• _SUPPLIED PASSAGE_:

Published 04/14/2020, 10:29 AM
Updated 04/14/2020, 10:30 AM
© Reuters. FILE PHOTO: Federal Reserve Board building on Constitution Avenue is pictured in Washington

NEW YORK (Reuters) - Investor demand for the riskiest U.S. corporate credit rose on Monday and Tuesday after the Federal Reserve last week expanded its bond-buying program to include some so-called junk bonds, and pledged to buy shares in exchange-traded funds which track the junk-rated market.

In the primary market, where new debt is sold, issuers in sectors hard-hit by the coronavirus like energy and retail came to market with high-yield bonds. Burlington Coat Factory (BCF.UL) came to market with a $300 million bond that priced at the low end of the expected range on Monday, signaling investor demand. Ferrellgas Partners also priced a $125 million high-yield bond on Monday.

• _DATASET CONTENT_:
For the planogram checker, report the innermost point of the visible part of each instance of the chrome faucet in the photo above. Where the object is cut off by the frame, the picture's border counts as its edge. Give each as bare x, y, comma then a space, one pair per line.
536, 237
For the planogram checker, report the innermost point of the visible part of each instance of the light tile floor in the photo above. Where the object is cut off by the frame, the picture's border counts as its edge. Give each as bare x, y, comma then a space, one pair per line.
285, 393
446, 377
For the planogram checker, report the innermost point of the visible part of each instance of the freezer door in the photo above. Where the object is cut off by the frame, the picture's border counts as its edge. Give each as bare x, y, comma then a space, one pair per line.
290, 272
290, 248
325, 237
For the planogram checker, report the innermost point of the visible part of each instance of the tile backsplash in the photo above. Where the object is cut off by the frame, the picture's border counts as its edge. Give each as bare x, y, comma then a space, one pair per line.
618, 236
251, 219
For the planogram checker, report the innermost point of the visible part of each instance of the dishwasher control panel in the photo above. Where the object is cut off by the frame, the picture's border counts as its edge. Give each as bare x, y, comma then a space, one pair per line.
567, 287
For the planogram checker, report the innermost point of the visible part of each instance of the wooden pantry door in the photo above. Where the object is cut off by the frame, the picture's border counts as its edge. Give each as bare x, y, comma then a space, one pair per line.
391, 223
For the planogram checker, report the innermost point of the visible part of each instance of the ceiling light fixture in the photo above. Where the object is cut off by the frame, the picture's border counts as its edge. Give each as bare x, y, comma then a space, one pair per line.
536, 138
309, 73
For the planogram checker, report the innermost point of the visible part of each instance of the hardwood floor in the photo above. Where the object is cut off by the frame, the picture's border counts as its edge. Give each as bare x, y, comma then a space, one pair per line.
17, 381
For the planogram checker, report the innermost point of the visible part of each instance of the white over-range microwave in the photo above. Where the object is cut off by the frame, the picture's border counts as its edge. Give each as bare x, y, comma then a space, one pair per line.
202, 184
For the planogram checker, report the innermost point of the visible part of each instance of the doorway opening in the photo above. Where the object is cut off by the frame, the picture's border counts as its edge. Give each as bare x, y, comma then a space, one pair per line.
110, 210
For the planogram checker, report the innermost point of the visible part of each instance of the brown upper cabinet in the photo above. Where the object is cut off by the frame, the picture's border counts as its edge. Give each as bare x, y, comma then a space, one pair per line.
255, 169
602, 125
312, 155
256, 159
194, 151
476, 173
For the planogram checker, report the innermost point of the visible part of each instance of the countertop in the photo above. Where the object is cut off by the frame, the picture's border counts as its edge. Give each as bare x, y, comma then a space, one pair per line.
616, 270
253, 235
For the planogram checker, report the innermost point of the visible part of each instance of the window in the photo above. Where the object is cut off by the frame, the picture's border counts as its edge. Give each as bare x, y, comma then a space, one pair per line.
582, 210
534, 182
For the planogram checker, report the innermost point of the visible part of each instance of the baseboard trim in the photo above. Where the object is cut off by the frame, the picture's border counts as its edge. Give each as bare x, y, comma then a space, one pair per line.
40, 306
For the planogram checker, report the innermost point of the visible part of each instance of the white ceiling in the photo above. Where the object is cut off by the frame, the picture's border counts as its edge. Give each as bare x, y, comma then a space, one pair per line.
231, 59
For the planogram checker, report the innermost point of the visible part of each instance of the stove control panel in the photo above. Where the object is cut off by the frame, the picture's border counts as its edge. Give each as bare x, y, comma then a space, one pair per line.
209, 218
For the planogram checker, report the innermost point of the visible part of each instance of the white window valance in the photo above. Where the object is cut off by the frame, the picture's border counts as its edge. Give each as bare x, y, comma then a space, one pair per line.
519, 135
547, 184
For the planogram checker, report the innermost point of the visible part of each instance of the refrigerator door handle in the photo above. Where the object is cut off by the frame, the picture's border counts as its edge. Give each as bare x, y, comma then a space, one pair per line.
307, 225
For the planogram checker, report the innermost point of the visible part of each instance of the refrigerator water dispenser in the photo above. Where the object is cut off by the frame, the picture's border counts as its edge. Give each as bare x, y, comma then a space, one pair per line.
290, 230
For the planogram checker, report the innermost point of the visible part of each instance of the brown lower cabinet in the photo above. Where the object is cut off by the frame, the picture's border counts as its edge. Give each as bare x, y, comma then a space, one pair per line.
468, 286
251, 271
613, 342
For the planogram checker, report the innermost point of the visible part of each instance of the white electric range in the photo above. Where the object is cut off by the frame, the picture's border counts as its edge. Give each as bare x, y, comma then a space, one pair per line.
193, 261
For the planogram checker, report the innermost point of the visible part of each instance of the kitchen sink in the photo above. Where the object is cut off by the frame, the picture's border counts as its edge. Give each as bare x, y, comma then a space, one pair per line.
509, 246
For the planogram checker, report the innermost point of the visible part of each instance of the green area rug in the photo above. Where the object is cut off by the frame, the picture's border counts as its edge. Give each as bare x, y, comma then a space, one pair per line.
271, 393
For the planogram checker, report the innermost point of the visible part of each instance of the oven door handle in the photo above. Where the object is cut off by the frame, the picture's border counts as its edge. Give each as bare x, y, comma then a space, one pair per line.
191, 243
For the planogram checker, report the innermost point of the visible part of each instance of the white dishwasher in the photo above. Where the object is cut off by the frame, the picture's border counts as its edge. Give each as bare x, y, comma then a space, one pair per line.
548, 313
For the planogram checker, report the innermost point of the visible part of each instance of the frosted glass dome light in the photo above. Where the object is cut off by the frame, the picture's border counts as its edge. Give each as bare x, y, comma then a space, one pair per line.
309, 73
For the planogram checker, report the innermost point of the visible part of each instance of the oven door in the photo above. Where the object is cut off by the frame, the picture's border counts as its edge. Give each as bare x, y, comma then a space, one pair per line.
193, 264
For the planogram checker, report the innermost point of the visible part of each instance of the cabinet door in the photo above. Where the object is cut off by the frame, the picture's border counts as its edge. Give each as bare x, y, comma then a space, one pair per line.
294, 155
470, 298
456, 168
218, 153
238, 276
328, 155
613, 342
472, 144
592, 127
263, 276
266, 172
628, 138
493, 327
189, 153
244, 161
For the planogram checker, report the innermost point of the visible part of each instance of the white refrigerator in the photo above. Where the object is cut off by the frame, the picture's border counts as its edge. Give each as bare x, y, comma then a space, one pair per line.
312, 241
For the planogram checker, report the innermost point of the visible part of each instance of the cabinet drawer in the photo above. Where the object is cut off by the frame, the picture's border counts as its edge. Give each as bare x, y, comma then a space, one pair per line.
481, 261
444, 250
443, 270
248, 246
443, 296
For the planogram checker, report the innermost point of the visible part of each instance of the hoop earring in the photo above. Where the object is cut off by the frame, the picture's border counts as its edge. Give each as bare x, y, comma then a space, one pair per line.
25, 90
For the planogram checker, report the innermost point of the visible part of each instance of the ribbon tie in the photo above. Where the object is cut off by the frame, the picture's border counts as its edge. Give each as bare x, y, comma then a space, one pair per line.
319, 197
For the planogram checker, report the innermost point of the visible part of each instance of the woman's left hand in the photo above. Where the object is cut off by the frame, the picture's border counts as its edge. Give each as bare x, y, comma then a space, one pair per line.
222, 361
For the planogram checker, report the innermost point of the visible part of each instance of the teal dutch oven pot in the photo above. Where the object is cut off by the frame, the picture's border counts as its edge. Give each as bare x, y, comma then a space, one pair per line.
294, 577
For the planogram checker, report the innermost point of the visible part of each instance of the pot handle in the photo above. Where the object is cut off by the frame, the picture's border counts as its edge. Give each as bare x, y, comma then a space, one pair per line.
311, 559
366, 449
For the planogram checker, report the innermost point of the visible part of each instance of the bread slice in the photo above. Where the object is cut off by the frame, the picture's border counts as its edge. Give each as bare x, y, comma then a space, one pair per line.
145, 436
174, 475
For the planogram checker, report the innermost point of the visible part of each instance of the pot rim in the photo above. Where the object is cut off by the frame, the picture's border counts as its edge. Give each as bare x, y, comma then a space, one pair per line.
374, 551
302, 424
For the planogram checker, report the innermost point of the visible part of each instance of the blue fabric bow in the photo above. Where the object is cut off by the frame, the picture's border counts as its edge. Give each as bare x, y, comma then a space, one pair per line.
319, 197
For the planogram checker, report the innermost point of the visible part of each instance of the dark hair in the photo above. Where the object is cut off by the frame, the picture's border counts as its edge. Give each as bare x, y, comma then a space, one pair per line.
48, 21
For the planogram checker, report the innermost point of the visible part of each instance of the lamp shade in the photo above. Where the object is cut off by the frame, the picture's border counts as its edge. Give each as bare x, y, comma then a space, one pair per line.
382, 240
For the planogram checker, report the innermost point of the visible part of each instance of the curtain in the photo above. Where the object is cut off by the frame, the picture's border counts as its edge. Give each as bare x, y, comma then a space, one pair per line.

• _ACTIONS TO TAKE_:
A - Translate this sentence from the junk-bond report into Spanish: "Ferrellgas Partners also priced a $125 million high-yield bond on Monday."
B - Write out, with no changes, the part of the junk-bond report that opens with the words containing "Published 04/14/2020, 10:29" and closes with "bond on Monday.".

• _ANSWERS_:
A - Ferrellgas Partners también fijó el precio de un bono de alto rendimiento de 125 millones de dólares el lunes.

B -
Published 04/14/2020, 10:29 AM
Updated 04/14/2020, 10:30 AM
© Reuters. FILE PHOTO: Federal Reserve Board building on Constitution Avenue is pictured in Washington

NEW YORK (Reuters) - Investor demand for the riskiest U.S. corporate credit rose on Monday and Tuesday after the Federal Reserve last week expanded its bond-buying program to include some so-called junk bonds, and pledged to buy shares in exchange-traded funds which track the junk-rated market.

In the primary market, where new debt is sold, issuers in sectors hard-hit by the coronavirus like energy and retail came to market with high-yield bonds. Burlington Coat Factory (BCF.UL) came to market with a $300 million bond that priced at the low end of the expected range on Monday, signaling investor demand. Ferrellgas Partners also priced a $125 million high-yield bond on Monday.